> _YOUR OBJECTIVE_: Exclude the pictures and retype the entries as written.

> _EXCERPTED DATA_:
◇ ◇ ◇ ◇ ◇ ◇ ◇

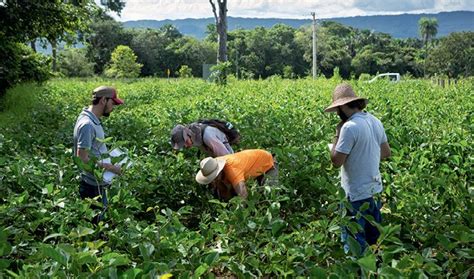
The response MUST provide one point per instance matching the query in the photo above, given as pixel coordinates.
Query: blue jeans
(369, 233)
(90, 191)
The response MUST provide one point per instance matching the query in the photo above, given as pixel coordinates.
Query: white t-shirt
(360, 138)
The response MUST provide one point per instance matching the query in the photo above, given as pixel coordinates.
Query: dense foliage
(72, 62)
(161, 221)
(123, 63)
(280, 50)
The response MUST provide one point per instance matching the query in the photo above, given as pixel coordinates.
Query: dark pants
(90, 191)
(369, 233)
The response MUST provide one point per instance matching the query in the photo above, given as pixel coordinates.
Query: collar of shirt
(92, 116)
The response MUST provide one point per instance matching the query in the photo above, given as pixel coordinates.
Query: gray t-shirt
(360, 138)
(216, 143)
(86, 132)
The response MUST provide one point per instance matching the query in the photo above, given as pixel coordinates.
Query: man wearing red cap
(88, 142)
(359, 145)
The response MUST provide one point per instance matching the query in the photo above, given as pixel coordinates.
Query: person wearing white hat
(227, 174)
(359, 145)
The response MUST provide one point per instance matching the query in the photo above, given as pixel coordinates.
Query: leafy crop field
(161, 222)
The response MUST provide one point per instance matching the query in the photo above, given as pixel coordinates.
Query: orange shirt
(246, 164)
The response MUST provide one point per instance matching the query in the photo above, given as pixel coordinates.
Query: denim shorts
(369, 233)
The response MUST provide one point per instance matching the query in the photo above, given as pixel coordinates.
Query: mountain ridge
(399, 26)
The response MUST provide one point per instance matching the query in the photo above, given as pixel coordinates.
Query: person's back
(87, 133)
(361, 137)
(207, 138)
(246, 164)
(215, 142)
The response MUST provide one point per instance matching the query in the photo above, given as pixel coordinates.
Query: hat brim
(341, 102)
(204, 180)
(117, 101)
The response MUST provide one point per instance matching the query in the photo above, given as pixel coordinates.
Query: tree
(104, 35)
(123, 63)
(24, 21)
(221, 26)
(453, 56)
(72, 62)
(428, 28)
(193, 53)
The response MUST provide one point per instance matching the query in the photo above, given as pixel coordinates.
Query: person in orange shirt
(227, 174)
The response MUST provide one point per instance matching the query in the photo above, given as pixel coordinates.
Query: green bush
(123, 64)
(185, 71)
(73, 62)
(288, 72)
(364, 77)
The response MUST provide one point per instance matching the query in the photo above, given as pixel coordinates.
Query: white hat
(210, 169)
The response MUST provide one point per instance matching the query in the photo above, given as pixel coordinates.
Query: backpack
(233, 136)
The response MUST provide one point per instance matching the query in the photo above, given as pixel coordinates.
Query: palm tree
(428, 29)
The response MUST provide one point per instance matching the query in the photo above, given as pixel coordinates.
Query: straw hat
(343, 94)
(210, 169)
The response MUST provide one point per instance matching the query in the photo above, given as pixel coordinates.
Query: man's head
(181, 137)
(105, 97)
(345, 101)
(210, 168)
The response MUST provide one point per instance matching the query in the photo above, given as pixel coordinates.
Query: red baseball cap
(108, 92)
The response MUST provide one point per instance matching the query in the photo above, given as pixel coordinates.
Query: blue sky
(177, 9)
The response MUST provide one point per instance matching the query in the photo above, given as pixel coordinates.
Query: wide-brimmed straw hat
(210, 169)
(342, 94)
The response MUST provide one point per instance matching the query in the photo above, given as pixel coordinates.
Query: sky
(179, 9)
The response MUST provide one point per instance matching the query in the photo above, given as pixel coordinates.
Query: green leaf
(390, 272)
(211, 258)
(59, 256)
(200, 270)
(354, 246)
(86, 258)
(251, 225)
(277, 227)
(116, 259)
(146, 249)
(80, 232)
(364, 207)
(131, 273)
(5, 247)
(54, 235)
(4, 263)
(319, 273)
(368, 262)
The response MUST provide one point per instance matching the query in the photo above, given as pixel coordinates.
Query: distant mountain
(399, 26)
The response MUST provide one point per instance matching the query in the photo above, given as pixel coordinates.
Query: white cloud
(175, 9)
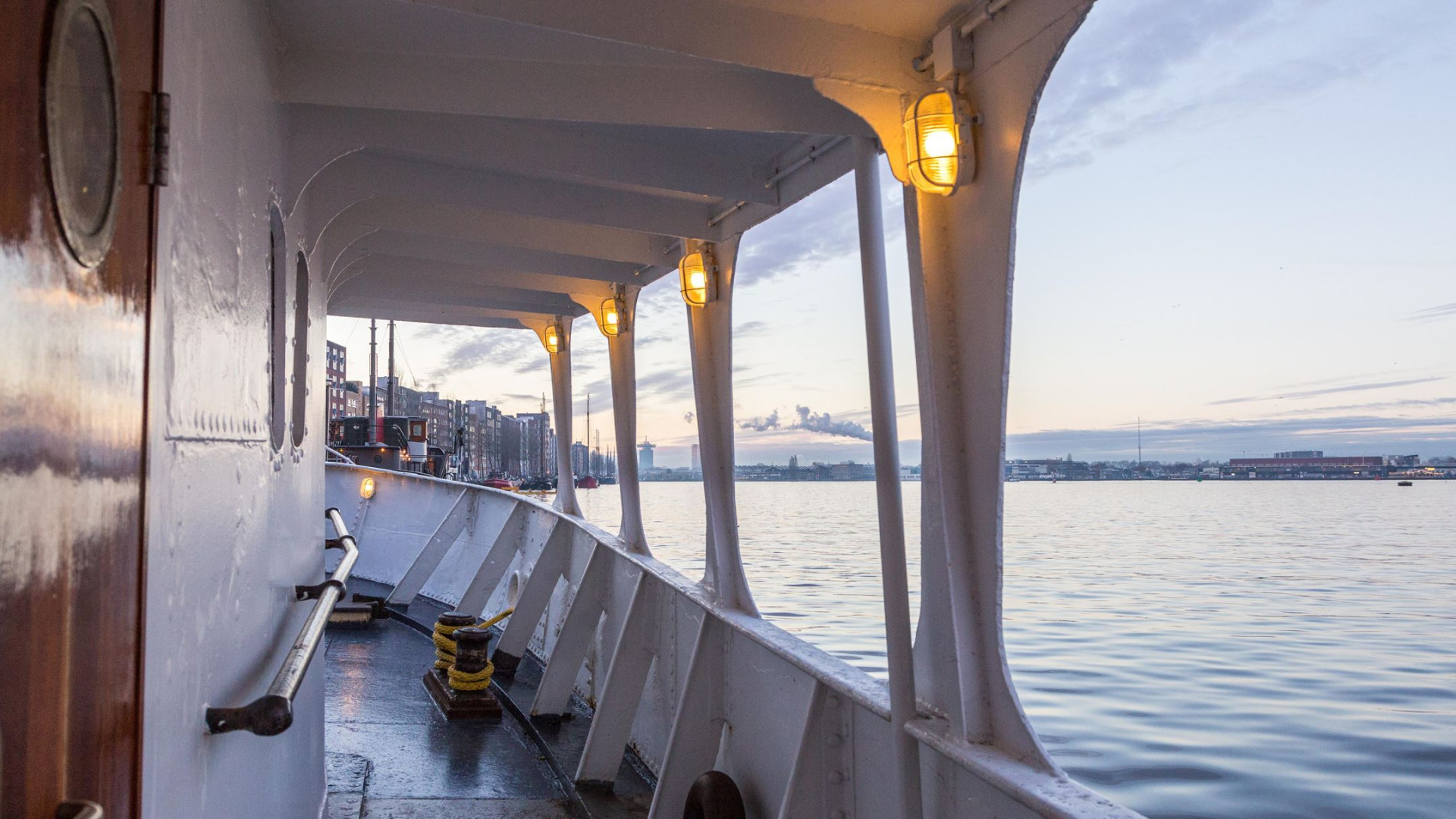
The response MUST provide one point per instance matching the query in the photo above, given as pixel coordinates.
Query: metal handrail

◇ ◇ ◇ ◇ ◇ ◇ ◇

> _WRITTEN REPLY_:
The response MUST provide one point per instance matching the query in the photo above, given as pixel coordinates.
Query: blue jeans
(369, 233)
(90, 191)
The response MUST provide one point per instance matching the query in the photo above, given as pixel coordinates.
Query: white t-shirt
(360, 138)
The response MUST provide one point per instance matching the query in the photo above, given as pixel coordinates.
Query: dense foliage
(72, 62)
(161, 221)
(123, 63)
(280, 50)
The response MUST provide one point per instance matching the query in the photo above, given as pixel coordinates.
Query: dark pants
(90, 191)
(369, 233)
The response MUST provide one point per instance matching the query in the photo above, given as pixel coordinates.
Query: collar of shirt
(92, 116)
The response MUST provide one point per instance matching the query in the photo above, given as pixel coordinates.
Query: gray t-shirt
(360, 138)
(216, 143)
(86, 132)
The response MUST provide one point per instance matching the query in the photo above, given as pixel coordinates.
Query: man wearing red cap
(88, 142)
(359, 145)
The response MUST provide one point per instance matching the query in the photo above, given as pixel coordinates.
Query: person wearing white hat
(227, 174)
(359, 145)
The response MUST provide one point per instance matching the query in the photo above, given as pixel coordinates.
Query: leafy crop field
(161, 222)
The response MUST provide one point per instance matching the query in the photo above, given as pixel coordinates.
Query: orange shirt
(246, 164)
The response MUST provide one point per instance matching the query in the photo above, given as pixel coordinates.
Query: denim shorts
(369, 233)
The response MUST provide one point per instance matching the query in the photo above, given as pixel coordinates.
Query: mountain ridge
(399, 26)
The response MUST provide one point per instance matching the query in the photo above, given as pixel coordinates.
Query: person's back
(87, 133)
(361, 137)
(207, 138)
(246, 164)
(215, 142)
The response MUST provide one point per instance matching the query in the photo above, given as pixel coordinates.
Query: hat brim
(341, 102)
(204, 180)
(117, 101)
The response MUST provide one point per instance matching the query in the photo above, given as pixel coordinates.
Query: tree
(104, 35)
(123, 63)
(24, 21)
(221, 26)
(453, 56)
(72, 62)
(428, 28)
(193, 53)
The response MUST provide one point per instance matching the query in the photo above, given as pixel coordinates.
Query: person in orange shirt
(227, 174)
The response MUST provide one point per instance matching the query in the photo above, given as pixel coordinates.
Query: green bush
(123, 64)
(185, 71)
(73, 62)
(288, 72)
(364, 77)
The response MUST provide one point per instance matching the query in the photo above, given as pixel coordinates.
Query: white hat
(210, 169)
The response MUST provide one point per instance matching the query in the photo above, given as pixel coordinates.
Query: backpack
(233, 136)
The response MUST provide one point per instance matching the query in the photo above, given as pixel coordinates.
Query: palm tree
(428, 29)
The response MUST provide one point per instance matching the query in the photo above, given as pixel coordinates.
Query: straw hat
(343, 94)
(210, 169)
The response MUST provide one point per instance matching the query in the photo above, given as pixel coordinates.
Query: man's head
(181, 137)
(105, 97)
(345, 101)
(210, 168)
The response MUST provide one point per instance matching the query in the photo above, given as pixel coordinates.
Query: red baseball cap
(108, 92)
The response MUST provide one point per instance matching the query in the photo above, given as pixel coordinates.
Query: blue sky
(177, 9)
The response MUST provide one point per instance matching the query in the photo above, given as pixel coordinates.
Query: wide-brimmed straw hat
(210, 169)
(342, 94)
The response MUST provide one point per instance matching the query in the photo above, given as pixel coordinates.
Query: sky
(179, 9)
The response MUST provide one point per instance matching the query in the photo above, given as pixel coordinates.
Query: green leaf
(390, 272)
(211, 258)
(59, 256)
(200, 270)
(354, 246)
(86, 258)
(251, 225)
(277, 227)
(116, 259)
(146, 249)
(80, 232)
(364, 207)
(131, 273)
(5, 247)
(54, 235)
(4, 263)
(319, 273)
(368, 262)
The response MUST provide one point per instance matching the query in the photo above, given as pixel coordinates.
Query: distant mountain
(399, 26)
The response MUST provide one point per instance matching the query in the photo above, given as pixel coordinates.
Query: white cloud
(175, 9)
The response MUST provide one point per instance matching the query in the photo above, given as pixel coordinates.
Query: metal handrail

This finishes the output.